• What to produce:
Pull out every line of the rows below that contains the word "brick", matching case exactly, and list those lines.

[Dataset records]
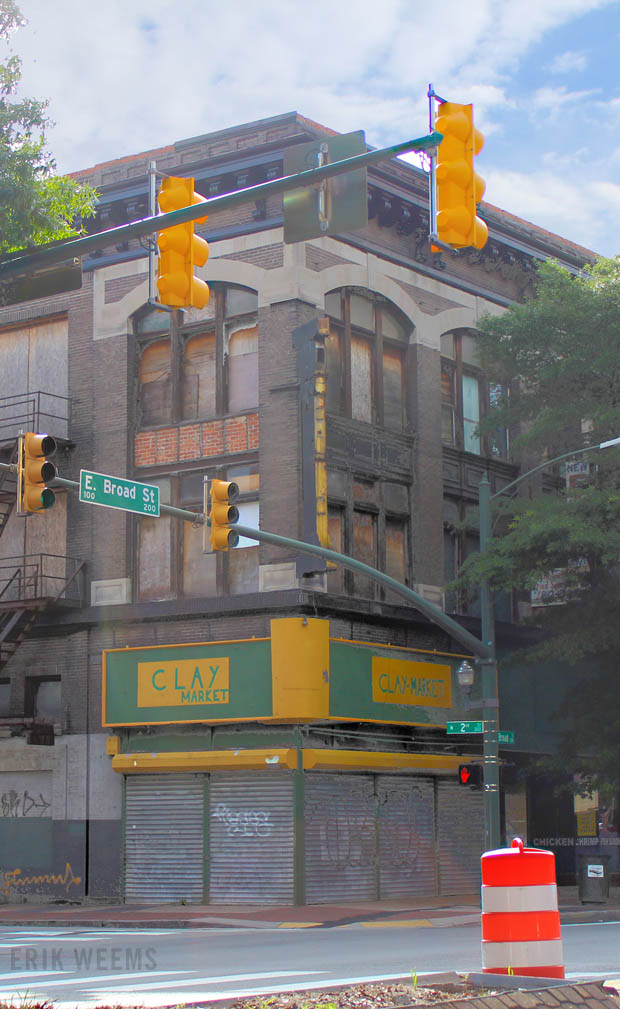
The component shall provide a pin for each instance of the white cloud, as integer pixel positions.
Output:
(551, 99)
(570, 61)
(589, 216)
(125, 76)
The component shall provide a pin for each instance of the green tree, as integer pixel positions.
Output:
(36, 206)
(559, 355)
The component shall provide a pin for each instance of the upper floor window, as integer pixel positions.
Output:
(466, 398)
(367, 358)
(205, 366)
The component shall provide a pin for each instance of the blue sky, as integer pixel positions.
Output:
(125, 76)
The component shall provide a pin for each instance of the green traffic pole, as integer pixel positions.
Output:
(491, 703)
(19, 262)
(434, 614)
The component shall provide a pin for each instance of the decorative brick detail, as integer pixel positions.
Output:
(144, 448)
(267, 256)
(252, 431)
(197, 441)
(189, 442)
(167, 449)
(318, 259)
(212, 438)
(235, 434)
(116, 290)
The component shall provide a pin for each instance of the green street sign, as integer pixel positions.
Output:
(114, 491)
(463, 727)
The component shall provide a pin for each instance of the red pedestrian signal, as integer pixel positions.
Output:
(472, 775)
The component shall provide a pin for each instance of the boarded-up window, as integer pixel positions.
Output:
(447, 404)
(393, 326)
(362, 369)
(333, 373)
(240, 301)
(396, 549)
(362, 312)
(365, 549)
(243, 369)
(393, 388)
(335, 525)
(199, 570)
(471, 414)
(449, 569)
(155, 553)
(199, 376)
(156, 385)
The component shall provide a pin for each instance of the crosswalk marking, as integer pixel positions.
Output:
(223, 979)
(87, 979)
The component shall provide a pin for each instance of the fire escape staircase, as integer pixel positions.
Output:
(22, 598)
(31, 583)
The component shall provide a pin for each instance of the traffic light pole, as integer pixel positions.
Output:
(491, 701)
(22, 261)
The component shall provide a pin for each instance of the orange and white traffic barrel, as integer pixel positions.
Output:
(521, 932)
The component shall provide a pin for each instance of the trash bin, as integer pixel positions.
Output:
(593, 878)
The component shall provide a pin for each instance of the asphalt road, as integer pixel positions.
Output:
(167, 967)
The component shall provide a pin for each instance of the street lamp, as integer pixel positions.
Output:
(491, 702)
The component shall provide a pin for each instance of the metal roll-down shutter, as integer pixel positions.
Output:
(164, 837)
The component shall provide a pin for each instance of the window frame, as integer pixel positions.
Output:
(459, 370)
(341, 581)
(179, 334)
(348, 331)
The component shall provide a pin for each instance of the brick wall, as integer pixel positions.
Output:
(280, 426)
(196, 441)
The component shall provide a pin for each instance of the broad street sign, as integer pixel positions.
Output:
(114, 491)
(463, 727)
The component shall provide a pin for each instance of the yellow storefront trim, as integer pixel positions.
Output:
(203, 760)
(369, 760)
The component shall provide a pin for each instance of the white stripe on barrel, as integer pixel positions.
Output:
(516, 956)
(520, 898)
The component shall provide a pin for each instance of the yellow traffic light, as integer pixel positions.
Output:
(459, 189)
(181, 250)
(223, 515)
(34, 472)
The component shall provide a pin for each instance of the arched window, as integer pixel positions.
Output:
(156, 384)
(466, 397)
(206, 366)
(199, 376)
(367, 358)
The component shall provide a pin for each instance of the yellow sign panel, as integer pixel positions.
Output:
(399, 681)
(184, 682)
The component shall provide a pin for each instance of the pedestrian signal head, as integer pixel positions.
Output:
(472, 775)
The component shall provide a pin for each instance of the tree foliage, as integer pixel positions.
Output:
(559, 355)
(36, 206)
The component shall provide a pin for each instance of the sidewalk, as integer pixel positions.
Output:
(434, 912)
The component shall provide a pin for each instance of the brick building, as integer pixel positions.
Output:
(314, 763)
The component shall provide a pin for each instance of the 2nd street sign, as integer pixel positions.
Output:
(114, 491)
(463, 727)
...
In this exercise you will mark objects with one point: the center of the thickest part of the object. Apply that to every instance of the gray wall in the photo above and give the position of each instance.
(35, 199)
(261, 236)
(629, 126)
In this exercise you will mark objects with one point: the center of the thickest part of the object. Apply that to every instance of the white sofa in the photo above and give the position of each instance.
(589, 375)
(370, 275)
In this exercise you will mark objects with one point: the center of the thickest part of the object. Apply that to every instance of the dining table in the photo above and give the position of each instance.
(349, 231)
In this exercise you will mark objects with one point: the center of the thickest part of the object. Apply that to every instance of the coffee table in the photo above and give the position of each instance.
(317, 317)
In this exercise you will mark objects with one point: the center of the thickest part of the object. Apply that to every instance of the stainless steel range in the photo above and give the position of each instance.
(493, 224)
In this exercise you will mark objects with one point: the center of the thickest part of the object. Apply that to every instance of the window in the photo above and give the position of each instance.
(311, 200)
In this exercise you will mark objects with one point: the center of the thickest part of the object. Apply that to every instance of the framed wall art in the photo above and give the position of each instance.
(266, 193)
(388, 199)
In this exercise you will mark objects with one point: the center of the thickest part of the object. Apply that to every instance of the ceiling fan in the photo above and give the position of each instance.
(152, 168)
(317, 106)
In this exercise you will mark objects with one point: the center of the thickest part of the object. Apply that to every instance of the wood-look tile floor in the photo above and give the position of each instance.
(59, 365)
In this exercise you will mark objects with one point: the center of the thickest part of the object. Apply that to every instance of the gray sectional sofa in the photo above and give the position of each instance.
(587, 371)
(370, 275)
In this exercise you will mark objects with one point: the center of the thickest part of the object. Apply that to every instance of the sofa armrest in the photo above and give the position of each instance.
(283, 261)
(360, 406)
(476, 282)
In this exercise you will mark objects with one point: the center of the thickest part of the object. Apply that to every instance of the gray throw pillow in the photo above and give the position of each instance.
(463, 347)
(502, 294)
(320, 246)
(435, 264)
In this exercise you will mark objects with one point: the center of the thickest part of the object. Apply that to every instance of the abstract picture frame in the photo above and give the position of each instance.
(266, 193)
---
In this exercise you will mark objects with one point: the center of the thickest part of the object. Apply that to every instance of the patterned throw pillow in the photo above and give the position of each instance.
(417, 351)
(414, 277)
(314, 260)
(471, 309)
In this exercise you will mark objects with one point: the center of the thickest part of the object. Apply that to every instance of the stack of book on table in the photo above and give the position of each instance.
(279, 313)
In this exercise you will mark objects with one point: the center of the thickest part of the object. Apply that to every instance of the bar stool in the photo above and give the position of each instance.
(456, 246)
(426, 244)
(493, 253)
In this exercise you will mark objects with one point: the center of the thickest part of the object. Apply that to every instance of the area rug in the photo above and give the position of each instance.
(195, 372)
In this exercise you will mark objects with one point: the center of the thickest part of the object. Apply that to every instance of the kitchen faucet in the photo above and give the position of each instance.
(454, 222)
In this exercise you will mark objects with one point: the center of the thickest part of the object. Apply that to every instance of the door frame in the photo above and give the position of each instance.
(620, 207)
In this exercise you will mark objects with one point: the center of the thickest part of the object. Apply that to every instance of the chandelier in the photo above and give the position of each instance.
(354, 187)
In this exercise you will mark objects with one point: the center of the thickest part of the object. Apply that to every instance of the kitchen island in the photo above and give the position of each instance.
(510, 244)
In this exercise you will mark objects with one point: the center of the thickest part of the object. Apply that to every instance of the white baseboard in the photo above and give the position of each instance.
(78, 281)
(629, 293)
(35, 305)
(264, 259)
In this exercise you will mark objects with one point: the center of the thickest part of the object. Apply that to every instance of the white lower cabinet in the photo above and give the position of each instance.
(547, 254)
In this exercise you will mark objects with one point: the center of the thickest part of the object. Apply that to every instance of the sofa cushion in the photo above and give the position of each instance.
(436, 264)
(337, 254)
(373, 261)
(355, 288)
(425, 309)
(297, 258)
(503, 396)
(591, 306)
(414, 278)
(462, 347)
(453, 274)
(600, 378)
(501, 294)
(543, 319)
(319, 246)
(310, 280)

• Solution to this exercise:
The component shall provide a pin for each instance of the decorative brick detail, as integer pixel positions.
The component shall provide a pin for each instance of the brick wall, as integer pixel positions.
The component shall provide a pin for each instance of the brick building, as integer pixel positions.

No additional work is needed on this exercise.